Thanks to both Dr. Deco and Paul for their follow-up responses. I'll have to spend some time digesting them.

In response to the question posed by both of you -- Why am I having this test? -- I sometimes experience peripheral neuropathies, which is to say tingling, pains, etc, in my extremities. These have occasionally emerged after diving, and in some cases have been difficult to distinguish from DCS. I'm being seen by an excellent specialist in hyperbaric medicine in our area. He seems fairly certain that none of my symptoms are dive-related, but just to be on the safe side he suggested a 2-D echo with bubble study to rule out a significant PFO as a factor. I'm well aware from readings on the topic that PFO usually isn't an issue for recreational divers who stay within no-deco limits.

The dive doc has also suggested other tests to investigate possible causes of the symptoms (head/neck MRI; various blood tests for diabetes, thyroid, whatnot). So far these aren't turning anything up. I suspect I may be left in a situation where we're fairly confident that the sensations aren't dive-related, but there isn't anything that can be done to cure them per se. I would therefore have to decide whether it's possible to continue scuba without worrying about every pain and assorted sensation following a dive. But I'll deal with that when I can have a long talk with the doctor after all the test results are in. Thanks again for the help.

 

[Dr Deco]

Dear BBGoby:

Neuropathy

As the specialist stated, it is doubtful that these problems would be from embolization, since that is essentially a random process with respect to where the arterial bubbles will go in the central nervous system. Systemic arterial bubbles would be accompanied, most likely, with CNS problems (for example, weakness, paralysis, cognitive difficulties, vision problems, etc).

Nevertheless, since saline contrast echo ultrasonography is a simple test, the clinician wishes to give it a try to rule out this possibility – small though it is.

Dr Deco :doctor:

 

[The Iceni]

Hi BB Goby,

I hope your problems sort themselves out and you can continue diving.

Horizontal vs vertical?

Dr Deco once bubbled...
Dear BB Goby:

. . Added to this is the observation that MORE bubbles pass the PFO when the Valsalva maneuver is performed in the recumbent position than when upright. Thus, divers are protected to some degree because they are erect.
Dr Deco

Forgive my liberty editing your comment Dr Deco but I think this is what is observed, but does this really provide evidence that a vertical stop is safer than a horizontal stop? I too very much doubt it because this is a completely artificial set of circumstances and the incidence of type II DCI is so rare while PFOs are present in up to 30% of the diving population.

--------------------------------

> [EXERCISE 1] In the diving forum thread, what test did the hyperbaric medicine specialist suggest to rule out a significant PFO?
> [EXERCISE 2] List the examples of CNS problems that the diving forum thread says would most likely accompany systemic arterial bubbles.

> [Point localization data]
--------------------------------

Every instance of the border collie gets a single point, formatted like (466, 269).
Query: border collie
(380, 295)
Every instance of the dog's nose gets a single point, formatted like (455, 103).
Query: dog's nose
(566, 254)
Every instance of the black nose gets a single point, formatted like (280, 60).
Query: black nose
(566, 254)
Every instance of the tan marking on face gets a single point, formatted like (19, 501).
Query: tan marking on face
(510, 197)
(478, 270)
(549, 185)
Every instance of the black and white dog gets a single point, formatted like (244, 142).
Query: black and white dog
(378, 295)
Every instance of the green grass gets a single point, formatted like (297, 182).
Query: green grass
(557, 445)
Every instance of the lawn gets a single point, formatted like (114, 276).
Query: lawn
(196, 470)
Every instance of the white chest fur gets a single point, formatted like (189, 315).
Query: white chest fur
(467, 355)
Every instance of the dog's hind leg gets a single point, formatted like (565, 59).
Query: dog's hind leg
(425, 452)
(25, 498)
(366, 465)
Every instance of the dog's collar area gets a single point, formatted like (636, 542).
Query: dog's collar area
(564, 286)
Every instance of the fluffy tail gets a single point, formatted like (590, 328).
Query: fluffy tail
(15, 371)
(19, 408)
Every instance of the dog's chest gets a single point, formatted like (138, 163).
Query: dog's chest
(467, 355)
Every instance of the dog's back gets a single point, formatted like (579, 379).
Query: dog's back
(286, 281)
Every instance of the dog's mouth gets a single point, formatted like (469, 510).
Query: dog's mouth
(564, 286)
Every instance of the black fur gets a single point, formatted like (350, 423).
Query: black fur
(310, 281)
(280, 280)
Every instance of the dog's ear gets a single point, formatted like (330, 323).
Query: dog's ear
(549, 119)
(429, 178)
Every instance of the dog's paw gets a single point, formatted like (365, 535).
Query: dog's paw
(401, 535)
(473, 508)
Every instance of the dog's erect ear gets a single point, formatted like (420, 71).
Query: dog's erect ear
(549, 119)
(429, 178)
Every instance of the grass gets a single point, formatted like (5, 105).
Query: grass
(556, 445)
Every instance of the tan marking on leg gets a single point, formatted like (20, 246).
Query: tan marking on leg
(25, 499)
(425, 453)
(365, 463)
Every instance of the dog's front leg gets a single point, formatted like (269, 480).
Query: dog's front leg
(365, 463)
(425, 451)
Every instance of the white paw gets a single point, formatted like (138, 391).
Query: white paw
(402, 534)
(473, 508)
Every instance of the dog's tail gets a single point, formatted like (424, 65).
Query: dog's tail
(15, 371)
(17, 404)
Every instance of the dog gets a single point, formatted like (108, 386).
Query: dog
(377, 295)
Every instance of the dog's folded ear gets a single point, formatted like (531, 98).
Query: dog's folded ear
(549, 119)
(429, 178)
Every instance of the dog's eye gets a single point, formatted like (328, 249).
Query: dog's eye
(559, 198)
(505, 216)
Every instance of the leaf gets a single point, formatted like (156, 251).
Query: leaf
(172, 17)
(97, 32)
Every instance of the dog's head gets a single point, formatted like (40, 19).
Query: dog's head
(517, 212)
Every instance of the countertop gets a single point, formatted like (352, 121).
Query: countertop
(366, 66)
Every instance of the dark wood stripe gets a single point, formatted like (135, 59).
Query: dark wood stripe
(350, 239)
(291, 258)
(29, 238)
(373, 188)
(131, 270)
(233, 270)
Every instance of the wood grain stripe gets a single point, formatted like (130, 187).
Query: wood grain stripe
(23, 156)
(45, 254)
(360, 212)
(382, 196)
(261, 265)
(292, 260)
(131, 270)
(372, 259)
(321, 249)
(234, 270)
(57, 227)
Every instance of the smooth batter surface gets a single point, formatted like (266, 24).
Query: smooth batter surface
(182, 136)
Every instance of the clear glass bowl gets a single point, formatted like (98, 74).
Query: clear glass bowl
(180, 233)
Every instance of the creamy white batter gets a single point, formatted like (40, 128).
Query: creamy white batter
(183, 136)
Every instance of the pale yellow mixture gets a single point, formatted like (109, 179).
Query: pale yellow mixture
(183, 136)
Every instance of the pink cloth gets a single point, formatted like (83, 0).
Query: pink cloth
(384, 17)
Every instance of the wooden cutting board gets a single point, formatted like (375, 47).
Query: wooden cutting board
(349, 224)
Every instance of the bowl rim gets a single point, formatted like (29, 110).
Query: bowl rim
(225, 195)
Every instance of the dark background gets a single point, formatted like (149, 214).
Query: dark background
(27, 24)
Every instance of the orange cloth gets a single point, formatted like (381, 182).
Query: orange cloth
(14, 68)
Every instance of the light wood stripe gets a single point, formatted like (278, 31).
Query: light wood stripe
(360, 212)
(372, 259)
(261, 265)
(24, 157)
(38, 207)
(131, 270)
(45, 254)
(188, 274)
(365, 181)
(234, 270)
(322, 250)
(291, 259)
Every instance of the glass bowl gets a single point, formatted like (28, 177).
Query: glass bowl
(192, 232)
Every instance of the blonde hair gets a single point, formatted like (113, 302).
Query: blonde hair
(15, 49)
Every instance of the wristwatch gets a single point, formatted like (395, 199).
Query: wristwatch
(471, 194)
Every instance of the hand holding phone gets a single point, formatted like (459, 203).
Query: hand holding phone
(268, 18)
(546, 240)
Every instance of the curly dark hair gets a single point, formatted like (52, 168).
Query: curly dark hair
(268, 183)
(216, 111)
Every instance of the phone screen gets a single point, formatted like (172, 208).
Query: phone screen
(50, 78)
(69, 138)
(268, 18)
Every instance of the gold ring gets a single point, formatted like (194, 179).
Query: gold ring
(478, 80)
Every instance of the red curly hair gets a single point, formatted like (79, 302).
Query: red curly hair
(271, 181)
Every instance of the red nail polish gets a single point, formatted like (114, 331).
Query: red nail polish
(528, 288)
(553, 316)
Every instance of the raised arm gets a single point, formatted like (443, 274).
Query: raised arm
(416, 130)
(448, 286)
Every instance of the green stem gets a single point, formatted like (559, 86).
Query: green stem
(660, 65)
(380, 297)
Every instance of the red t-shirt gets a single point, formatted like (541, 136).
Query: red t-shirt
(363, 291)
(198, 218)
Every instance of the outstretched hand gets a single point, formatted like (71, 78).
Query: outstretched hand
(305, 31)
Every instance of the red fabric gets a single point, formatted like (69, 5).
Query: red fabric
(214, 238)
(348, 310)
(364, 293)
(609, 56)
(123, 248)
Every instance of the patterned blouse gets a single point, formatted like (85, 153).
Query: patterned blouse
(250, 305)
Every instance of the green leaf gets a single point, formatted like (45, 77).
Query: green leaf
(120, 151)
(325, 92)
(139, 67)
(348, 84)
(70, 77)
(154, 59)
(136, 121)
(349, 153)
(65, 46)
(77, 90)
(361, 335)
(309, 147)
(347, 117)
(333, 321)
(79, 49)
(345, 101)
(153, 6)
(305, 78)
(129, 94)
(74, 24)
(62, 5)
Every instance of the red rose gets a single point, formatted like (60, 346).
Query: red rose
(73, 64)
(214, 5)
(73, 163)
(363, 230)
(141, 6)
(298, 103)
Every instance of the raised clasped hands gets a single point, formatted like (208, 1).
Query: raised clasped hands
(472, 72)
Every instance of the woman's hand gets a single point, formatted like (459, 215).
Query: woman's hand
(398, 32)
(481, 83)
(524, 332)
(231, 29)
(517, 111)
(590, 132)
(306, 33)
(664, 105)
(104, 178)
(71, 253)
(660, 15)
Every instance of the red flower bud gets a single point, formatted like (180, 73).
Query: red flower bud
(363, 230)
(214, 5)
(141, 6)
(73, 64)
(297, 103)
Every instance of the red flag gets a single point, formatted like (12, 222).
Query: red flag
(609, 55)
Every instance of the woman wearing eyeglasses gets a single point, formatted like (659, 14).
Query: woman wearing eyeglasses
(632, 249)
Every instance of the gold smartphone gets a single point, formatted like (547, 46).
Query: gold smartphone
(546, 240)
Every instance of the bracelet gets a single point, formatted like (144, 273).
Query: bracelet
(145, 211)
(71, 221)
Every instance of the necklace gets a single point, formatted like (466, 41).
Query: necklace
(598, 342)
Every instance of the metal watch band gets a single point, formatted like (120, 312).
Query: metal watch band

--------------------------------

> [EXERCISE OUTPUT 1] A 2-D echo with bubble study.

> [EXERCISE OUTPUT 2] Weakness, paralysis, cognitive difficulties, and vision problems.